■ Work to complete
Please rewrite the data from the line with "Mark the pile" to the line with "point(311, 946)", both included, as a two-column CSV with the headers text and answer. Give one row per text and the answer that follows it, each in a single quoted field, with line breaks replaced by spaces.

■ Exercise materials
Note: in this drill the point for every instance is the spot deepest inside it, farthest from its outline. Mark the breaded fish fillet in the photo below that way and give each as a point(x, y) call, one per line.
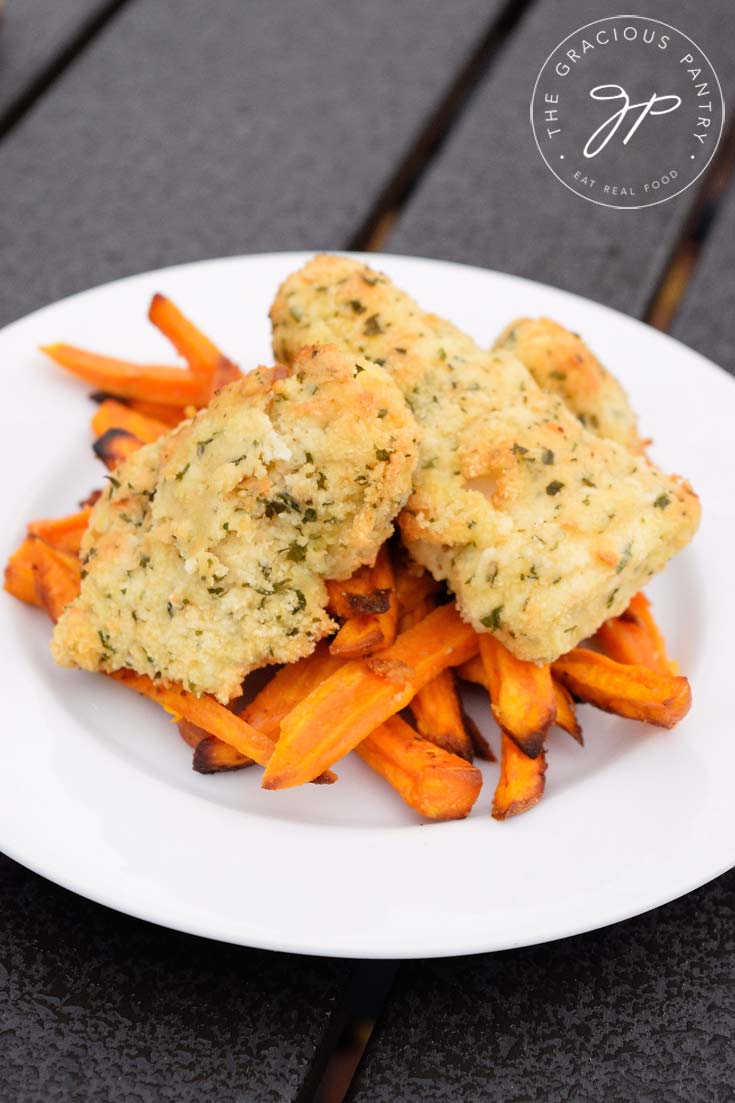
point(205, 557)
point(562, 363)
point(542, 529)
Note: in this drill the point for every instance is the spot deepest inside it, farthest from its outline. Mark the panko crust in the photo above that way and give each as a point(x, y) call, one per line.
point(561, 362)
point(541, 528)
point(205, 557)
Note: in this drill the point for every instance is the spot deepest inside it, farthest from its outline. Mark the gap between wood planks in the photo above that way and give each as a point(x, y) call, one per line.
point(667, 298)
point(56, 65)
point(418, 157)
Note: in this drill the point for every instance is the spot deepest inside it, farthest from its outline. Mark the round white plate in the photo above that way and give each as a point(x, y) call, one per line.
point(96, 786)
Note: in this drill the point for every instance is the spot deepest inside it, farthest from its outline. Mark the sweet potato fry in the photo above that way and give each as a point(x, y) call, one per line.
point(435, 783)
point(191, 734)
point(363, 694)
point(57, 576)
point(521, 694)
point(636, 638)
point(204, 713)
point(213, 756)
point(436, 707)
point(566, 714)
point(481, 746)
point(115, 447)
point(634, 692)
point(438, 715)
point(202, 355)
point(20, 580)
point(373, 611)
point(290, 685)
point(114, 415)
point(149, 382)
point(413, 586)
point(62, 533)
point(473, 671)
point(521, 783)
point(566, 718)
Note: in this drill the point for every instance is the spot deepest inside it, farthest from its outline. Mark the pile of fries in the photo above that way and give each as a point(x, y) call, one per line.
point(386, 685)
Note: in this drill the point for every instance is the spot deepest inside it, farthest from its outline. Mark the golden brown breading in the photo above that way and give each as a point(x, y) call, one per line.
point(206, 555)
point(562, 363)
point(542, 529)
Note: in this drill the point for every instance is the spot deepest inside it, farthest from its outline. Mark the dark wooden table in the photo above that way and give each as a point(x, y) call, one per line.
point(144, 132)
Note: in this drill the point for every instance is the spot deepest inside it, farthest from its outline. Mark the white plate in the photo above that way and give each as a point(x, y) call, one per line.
point(96, 788)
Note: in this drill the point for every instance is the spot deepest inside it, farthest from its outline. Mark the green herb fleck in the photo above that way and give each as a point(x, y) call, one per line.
point(625, 559)
point(492, 620)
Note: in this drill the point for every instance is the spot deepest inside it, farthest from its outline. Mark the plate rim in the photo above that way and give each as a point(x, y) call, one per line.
point(311, 946)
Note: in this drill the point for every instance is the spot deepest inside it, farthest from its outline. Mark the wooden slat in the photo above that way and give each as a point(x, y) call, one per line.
point(97, 1006)
point(183, 134)
point(705, 318)
point(489, 200)
point(34, 34)
point(641, 1012)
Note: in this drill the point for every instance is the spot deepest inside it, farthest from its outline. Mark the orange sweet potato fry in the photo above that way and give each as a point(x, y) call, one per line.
point(202, 355)
point(473, 671)
point(566, 717)
point(290, 685)
point(636, 638)
point(213, 756)
point(521, 694)
point(363, 694)
point(63, 533)
point(436, 707)
point(191, 735)
point(114, 415)
point(481, 746)
point(566, 714)
point(149, 382)
point(438, 715)
point(57, 577)
point(414, 586)
point(20, 580)
point(435, 783)
point(634, 692)
point(521, 783)
point(371, 609)
point(204, 713)
point(115, 447)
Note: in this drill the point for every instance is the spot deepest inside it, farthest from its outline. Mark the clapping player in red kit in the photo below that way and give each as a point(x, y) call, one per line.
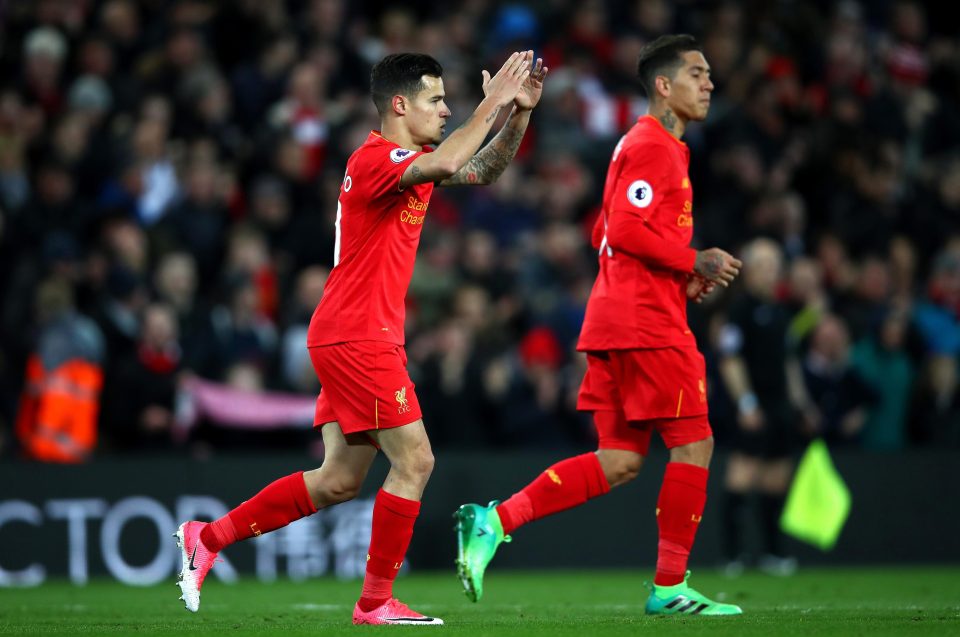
point(367, 401)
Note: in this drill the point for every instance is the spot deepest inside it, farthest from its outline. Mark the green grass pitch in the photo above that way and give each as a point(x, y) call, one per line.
point(815, 602)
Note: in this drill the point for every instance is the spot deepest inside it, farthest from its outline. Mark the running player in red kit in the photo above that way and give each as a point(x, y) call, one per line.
point(367, 401)
point(644, 372)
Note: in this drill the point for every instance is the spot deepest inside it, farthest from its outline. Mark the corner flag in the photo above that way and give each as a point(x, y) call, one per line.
point(818, 502)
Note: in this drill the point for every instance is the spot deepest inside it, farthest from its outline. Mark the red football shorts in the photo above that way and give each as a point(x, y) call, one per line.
point(364, 386)
point(633, 392)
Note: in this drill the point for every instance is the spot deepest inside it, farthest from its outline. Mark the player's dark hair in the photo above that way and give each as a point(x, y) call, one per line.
point(400, 74)
point(663, 56)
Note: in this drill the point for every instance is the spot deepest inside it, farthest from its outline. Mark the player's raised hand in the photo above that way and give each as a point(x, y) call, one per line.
point(717, 266)
point(504, 86)
point(532, 88)
point(699, 288)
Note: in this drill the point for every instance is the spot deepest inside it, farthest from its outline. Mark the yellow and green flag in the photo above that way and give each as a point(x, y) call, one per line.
point(818, 502)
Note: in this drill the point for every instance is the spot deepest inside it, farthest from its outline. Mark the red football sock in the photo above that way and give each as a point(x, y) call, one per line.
point(683, 495)
point(277, 505)
point(393, 519)
point(567, 484)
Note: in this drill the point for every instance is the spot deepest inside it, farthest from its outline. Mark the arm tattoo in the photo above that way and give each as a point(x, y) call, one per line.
point(487, 165)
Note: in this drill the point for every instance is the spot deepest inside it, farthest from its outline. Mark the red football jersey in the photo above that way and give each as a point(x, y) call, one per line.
point(378, 231)
point(639, 298)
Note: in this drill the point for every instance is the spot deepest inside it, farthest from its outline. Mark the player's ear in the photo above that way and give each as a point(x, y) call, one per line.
point(662, 84)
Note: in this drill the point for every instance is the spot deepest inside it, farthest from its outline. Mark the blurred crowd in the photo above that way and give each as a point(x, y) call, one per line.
point(169, 172)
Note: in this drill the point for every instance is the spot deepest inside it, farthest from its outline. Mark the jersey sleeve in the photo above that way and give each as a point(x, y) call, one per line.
point(632, 212)
point(383, 166)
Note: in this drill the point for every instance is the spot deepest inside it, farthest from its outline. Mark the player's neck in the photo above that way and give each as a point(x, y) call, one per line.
point(674, 125)
point(393, 131)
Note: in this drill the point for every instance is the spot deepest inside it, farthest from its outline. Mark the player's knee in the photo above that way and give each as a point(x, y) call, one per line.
point(622, 468)
point(329, 487)
point(418, 466)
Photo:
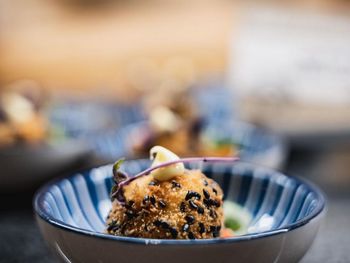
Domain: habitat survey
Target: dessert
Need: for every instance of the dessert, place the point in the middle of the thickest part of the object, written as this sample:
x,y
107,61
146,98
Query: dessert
x,y
166,201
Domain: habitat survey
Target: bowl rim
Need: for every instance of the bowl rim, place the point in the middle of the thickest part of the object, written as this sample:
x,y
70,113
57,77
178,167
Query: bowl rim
x,y
40,212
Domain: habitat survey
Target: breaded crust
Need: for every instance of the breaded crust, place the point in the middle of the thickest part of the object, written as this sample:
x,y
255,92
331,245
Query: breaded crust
x,y
187,207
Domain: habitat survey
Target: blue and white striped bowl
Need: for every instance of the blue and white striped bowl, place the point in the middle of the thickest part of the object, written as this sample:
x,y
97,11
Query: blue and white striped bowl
x,y
286,216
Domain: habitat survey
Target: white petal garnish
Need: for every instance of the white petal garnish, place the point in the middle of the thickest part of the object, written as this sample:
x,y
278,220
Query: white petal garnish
x,y
161,155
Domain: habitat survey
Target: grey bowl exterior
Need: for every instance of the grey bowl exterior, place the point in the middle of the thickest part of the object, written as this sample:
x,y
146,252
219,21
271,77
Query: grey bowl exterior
x,y
289,246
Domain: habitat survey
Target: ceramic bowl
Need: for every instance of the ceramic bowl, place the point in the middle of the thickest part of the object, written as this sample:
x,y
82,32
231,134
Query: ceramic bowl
x,y
256,145
286,214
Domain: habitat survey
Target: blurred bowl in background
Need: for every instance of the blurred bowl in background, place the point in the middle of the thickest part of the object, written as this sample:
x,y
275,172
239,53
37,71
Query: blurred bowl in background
x,y
26,166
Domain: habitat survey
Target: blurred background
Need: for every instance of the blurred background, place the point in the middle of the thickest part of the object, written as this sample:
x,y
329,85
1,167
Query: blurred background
x,y
84,82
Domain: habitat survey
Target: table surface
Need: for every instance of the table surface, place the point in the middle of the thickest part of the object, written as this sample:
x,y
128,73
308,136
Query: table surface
x,y
20,240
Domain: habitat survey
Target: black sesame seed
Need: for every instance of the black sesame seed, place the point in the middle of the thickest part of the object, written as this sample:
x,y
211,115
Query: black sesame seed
x,y
130,214
211,202
113,226
183,207
162,204
175,184
215,230
201,228
190,219
206,194
216,203
200,210
193,205
216,234
129,204
173,232
185,227
190,235
157,223
145,200
153,200
212,213
191,194
164,225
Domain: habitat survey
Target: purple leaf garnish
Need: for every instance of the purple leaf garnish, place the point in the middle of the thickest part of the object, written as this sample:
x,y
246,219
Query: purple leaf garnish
x,y
118,177
119,194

■ Solution to this exercise
text,answer
"Note: in this drill the point for every instance is the spot deepest inside it, farthest from its outline. Mark the pile of fries in the photo above that way and give each as a point(x, y) call, one per line.","point(386, 685)"
"Note: in this drill the point for every instance is the spot deepest inside it, farthest from its outline. Mark the golden brown breading in the photo above that way and give each as a point(x, y) call, one per line.","point(206, 555) point(562, 363) point(542, 529)"
"Note: in this drill the point for every instance is the spot deepest inside it, farthest from its outline. Mark the dark wooden table in the photo above that way and give each as a point(x, y) call, one per line.","point(144, 132)"
"Note: in this drill the point for every instance is the spot deepest inside it, farthest from its outline. Mark the white plate in the photo above that way and give each as a point(x, y) call, one per line.","point(96, 788)"
"Note: in this drill the point for every instance is the spot deepest inside it, farthest from its outline. Mark the green herb fleck in the photo above that way and give each as a point(x, y) call, one per line.","point(625, 559) point(492, 620)"
"Note: in this drill the point for every instance is the spot deepest inside it, farthest from its outline. Mark the plate rim in the photo above that way and give each as a point(x, y) call, one per line.","point(311, 946)"